> [Aim]: Turn the stretch of the material from the line containing "the flower cluster?" through the line containing "[0,0,193,243]" into a numbered list, one line per item, leaving out any blank lines.

◇ ◇ ◇ ◇ ◇

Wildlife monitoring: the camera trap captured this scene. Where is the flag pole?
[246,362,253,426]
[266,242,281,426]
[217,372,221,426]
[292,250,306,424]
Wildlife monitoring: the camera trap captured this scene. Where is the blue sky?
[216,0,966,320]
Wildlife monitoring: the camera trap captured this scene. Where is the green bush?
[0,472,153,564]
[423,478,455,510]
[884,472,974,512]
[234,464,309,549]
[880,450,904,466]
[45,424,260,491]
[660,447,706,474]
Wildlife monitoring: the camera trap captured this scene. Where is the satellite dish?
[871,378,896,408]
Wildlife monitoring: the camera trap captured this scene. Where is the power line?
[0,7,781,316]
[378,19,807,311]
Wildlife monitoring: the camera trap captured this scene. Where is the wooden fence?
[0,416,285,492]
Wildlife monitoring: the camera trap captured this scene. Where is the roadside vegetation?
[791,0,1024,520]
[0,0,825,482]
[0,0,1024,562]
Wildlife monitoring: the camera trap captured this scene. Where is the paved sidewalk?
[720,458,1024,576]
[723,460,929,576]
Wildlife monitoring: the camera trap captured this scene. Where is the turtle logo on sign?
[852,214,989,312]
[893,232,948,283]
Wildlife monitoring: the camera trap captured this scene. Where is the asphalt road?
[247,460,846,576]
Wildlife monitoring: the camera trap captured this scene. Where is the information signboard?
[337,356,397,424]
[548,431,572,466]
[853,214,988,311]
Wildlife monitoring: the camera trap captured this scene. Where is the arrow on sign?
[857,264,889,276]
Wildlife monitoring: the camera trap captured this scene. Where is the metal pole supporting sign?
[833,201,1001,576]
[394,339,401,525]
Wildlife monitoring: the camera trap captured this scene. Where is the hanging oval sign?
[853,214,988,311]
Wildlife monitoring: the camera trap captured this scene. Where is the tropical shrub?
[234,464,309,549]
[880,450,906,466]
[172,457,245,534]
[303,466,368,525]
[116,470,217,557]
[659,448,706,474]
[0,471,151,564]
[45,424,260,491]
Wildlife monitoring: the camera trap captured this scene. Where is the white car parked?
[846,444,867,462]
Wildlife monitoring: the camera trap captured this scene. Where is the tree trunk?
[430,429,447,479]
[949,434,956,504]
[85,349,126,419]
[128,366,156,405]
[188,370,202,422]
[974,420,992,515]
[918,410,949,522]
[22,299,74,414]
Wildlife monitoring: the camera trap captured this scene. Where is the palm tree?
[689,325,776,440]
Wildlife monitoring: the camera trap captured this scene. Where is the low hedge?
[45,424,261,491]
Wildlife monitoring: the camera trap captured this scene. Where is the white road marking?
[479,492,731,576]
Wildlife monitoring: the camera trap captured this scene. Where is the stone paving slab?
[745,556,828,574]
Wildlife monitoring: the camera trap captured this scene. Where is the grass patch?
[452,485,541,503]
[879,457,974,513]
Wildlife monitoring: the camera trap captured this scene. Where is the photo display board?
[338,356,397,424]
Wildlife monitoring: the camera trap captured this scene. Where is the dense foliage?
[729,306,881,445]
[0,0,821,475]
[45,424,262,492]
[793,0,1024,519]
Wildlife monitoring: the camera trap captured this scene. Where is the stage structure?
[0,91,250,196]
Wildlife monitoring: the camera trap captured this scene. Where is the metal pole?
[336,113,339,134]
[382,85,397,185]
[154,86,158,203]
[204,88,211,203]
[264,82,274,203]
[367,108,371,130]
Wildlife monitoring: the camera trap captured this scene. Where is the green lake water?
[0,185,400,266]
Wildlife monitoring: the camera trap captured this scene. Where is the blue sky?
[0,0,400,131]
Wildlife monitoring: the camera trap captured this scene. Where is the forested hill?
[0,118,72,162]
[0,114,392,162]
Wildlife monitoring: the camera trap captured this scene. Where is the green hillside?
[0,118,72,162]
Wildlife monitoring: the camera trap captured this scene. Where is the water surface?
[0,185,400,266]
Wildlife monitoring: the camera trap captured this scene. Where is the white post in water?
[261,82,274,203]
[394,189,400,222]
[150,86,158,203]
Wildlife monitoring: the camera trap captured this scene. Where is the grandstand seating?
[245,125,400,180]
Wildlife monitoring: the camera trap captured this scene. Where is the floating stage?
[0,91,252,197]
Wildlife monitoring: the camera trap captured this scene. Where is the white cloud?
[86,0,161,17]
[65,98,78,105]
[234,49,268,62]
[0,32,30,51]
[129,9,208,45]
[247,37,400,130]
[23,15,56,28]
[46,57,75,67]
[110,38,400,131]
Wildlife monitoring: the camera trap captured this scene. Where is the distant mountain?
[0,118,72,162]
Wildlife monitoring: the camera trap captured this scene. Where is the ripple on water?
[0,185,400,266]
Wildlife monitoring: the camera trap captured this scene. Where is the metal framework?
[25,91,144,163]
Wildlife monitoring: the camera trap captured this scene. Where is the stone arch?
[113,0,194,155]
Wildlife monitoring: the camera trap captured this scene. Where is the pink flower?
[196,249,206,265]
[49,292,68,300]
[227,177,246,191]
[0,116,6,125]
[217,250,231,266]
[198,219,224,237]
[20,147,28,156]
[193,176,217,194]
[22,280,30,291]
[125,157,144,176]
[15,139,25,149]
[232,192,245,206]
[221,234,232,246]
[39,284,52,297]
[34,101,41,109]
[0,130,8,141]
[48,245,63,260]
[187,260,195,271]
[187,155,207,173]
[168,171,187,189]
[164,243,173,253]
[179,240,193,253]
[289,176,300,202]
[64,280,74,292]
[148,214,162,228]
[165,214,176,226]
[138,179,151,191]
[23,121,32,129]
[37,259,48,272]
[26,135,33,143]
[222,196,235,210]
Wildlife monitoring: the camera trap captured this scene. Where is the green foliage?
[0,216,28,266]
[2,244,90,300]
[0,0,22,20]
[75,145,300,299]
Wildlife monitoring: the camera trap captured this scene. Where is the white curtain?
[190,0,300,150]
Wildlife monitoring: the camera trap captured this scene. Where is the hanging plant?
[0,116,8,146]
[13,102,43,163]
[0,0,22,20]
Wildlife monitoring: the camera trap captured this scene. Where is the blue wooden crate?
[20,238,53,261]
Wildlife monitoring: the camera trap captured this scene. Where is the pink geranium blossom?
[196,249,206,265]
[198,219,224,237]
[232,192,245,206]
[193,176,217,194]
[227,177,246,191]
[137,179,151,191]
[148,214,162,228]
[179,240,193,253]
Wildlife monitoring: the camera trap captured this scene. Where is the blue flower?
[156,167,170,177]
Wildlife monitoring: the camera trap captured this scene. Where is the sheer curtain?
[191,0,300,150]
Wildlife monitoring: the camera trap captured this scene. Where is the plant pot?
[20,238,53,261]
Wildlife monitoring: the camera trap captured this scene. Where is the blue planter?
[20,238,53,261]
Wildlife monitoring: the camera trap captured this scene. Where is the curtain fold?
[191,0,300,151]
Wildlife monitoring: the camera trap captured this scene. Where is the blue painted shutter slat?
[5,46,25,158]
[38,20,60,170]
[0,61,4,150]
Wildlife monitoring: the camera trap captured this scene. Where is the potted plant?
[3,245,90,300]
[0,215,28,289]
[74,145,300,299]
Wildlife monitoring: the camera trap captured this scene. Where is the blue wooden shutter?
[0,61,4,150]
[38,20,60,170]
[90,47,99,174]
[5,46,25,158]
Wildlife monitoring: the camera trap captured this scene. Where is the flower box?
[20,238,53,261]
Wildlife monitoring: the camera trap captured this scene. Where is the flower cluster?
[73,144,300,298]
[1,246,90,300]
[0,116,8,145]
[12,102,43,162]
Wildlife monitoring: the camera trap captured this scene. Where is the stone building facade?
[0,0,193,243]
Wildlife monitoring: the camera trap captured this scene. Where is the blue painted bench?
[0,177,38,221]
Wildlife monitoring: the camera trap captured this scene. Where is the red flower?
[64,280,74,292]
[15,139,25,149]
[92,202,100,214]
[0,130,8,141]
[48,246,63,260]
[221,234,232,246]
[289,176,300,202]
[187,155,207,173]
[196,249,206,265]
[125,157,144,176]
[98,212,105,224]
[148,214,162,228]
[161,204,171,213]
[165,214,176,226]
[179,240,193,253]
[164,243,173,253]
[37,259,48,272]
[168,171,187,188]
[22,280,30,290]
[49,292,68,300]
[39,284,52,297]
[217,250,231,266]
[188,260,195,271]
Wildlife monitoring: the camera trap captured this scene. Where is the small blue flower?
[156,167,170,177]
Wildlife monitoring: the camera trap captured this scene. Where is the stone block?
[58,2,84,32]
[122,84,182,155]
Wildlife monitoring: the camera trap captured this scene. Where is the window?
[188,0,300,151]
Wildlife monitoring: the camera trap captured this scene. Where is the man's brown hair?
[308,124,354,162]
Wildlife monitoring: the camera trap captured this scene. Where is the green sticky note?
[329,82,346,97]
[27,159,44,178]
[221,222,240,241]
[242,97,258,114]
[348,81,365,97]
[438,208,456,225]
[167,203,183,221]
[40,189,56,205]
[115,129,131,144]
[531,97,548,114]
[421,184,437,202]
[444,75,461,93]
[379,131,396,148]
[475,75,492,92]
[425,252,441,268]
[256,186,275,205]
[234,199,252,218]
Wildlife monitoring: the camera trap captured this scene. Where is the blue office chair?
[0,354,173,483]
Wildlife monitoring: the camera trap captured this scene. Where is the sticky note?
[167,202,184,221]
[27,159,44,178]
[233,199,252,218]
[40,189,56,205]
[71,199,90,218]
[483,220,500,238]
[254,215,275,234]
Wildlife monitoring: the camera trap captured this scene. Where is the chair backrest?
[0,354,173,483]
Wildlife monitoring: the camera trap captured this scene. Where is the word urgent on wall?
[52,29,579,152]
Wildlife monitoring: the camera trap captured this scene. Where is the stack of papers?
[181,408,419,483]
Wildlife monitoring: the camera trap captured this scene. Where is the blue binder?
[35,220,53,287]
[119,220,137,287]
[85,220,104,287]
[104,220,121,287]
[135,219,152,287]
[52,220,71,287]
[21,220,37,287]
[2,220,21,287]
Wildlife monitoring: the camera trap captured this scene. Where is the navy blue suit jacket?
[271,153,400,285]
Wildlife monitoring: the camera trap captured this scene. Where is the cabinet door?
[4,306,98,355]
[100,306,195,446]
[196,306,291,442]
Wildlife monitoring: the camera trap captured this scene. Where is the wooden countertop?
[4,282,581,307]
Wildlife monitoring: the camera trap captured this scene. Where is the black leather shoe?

◇ ◇ ◇ ◇ ◇

> [The reply]:
1. Wildlife monitoring: the camera trap captured this scene. Where is the flower cluster?
2. [73,144,300,298]
3. [1,246,90,300]
4. [0,116,8,145]
5. [12,102,43,162]
6. Wildlife monitoring: the camera trap captured this scene. Where is the stone building facade?
7. [0,0,193,243]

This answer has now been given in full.